- Data extracts -
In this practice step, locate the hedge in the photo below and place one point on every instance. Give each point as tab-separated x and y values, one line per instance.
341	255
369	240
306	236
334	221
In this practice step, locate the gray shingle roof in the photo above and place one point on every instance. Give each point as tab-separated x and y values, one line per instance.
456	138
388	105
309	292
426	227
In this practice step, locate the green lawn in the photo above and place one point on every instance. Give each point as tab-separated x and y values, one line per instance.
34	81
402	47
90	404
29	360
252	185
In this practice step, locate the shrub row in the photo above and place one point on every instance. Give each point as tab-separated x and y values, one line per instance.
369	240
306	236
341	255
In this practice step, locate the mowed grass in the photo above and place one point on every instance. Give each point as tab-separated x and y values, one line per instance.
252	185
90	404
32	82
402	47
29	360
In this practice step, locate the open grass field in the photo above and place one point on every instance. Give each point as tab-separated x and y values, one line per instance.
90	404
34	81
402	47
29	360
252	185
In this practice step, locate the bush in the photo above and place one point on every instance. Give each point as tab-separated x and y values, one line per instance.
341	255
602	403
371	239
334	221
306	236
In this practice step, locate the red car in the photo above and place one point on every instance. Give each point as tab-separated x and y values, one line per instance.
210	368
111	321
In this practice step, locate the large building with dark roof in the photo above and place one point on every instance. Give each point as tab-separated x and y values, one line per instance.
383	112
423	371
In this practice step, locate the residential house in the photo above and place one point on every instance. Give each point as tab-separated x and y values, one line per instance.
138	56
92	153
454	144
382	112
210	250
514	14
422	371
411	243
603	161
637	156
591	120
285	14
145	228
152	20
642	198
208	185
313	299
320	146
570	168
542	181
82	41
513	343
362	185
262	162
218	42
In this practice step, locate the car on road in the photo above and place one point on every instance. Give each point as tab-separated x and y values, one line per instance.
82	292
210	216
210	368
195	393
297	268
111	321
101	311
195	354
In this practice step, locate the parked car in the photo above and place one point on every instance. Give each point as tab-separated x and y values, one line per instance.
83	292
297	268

- Problem to work on -
Reproduce, exactly and only, the lines running from the one with "In this practice step, locate the shrub" to the end of the listing above.

- Exercise response -
In this practice step, locate the shrub row in the photo above and place one point on every instance. Give each point as tab-separated x and y values, one line per instance.
369	240
306	236
341	255
In this practice step, locate the mowed grass in the photo above and place one point on every instance. Give each point as tab-separated x and y values, one line per instance.
252	185
90	404
32	82
402	47
29	360
In this practice step, locate the open grass field in the photo above and place one point on every instance. Give each point as tab-separated x and y values, one line per instance.
90	404
34	81
402	47
29	360
252	185
In this practice step, locate the bush in the photo above and place one point on every instance. Give each point as tab-separated x and y values, one line per instance.
341	255
602	403
371	239
334	221
306	236
In this practice step, locate the red car in the photo above and place one point on every instance. Give each point as tab-separated x and y values, one line per instance.
210	368
111	321
In this practice step, locate the large building with dark roof in the photo above and place one point on every instance. Give each point as tab-separated x and y values, one line per instance.
383	112
423	371
In this practice step, locate the residential house in the photo above and place one point on every instance. Give each point as tab-separated x and y values, one line per instance.
138	56
92	153
454	144
382	112
210	250
514	14
422	371
411	243
603	161
637	156
591	120
285	14
145	228
152	20
642	198
208	185
313	299
320	146
570	168
542	181
82	41
513	343
362	185
262	162
218	42
In this practice step, locate the car on road in the photo above and place one point on every instance. Give each point as tab-separated x and y values, one line per instance.
82	292
210	216
210	368
195	393
297	268
111	321
101	311
195	354
In this practice step, locate the parked car in the photo above and place one point on every instance. Give each point as tab-separated x and y values, one line per instance.
83	292
297	268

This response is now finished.